Quote the records word for word, starting at the line containing "Target: concrete railing wall" and ending at the end of the records.

+++ Data +++

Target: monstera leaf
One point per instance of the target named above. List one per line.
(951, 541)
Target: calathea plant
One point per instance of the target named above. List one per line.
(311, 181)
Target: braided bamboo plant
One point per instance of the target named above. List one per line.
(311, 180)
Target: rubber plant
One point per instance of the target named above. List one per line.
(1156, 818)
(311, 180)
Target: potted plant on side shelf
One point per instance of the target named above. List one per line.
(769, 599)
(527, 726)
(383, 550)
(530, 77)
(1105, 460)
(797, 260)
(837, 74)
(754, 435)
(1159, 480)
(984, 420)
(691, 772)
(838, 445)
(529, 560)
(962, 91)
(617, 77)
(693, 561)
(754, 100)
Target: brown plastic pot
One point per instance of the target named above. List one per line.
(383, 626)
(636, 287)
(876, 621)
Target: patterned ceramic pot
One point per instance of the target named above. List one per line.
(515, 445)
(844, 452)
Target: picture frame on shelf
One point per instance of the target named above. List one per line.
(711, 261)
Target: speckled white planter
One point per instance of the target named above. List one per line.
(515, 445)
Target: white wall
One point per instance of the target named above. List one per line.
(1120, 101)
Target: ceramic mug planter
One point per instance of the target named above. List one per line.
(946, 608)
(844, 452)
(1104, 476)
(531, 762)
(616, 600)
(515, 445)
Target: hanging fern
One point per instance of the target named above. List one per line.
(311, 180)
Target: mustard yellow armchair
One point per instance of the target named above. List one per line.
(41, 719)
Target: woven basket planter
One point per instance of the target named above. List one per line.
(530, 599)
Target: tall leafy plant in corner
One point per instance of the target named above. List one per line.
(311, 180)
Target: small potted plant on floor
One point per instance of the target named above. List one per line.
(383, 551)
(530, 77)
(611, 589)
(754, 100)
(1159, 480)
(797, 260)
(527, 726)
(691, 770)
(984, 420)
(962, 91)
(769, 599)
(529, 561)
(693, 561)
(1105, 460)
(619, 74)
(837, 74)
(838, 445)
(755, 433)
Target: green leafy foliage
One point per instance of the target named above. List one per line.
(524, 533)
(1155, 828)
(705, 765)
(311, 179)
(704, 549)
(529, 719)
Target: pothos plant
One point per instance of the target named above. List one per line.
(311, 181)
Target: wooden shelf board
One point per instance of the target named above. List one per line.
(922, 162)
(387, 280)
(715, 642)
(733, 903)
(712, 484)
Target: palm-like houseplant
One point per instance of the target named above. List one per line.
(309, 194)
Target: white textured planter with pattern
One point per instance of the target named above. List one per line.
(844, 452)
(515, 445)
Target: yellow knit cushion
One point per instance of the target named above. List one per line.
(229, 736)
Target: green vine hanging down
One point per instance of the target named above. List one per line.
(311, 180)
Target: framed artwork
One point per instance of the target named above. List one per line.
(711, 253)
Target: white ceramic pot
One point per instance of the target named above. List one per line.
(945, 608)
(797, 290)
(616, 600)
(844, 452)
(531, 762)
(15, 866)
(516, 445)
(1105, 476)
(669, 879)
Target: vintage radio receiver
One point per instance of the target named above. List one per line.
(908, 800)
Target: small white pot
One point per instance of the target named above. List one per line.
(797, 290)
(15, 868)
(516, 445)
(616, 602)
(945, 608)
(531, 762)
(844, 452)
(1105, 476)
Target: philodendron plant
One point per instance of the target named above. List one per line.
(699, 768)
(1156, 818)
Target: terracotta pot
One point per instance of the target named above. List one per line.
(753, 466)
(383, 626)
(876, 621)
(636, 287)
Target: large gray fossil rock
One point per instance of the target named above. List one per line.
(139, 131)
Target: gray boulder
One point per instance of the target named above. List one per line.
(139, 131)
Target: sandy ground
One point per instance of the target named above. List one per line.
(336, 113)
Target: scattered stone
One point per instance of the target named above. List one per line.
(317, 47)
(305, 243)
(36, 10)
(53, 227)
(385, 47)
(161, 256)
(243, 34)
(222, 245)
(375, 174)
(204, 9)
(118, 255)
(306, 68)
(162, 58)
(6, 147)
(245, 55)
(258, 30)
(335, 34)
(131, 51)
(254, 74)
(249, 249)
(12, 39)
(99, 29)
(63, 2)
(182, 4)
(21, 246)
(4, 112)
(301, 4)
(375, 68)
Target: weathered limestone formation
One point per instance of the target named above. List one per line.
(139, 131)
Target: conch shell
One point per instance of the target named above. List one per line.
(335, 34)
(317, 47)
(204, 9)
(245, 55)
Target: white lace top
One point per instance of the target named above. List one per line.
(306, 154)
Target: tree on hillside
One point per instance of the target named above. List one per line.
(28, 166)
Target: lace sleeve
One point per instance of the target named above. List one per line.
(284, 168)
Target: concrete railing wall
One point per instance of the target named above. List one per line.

+++

Written answer
Target: concrete railing wall
One point per instance of the target named above. List one per line.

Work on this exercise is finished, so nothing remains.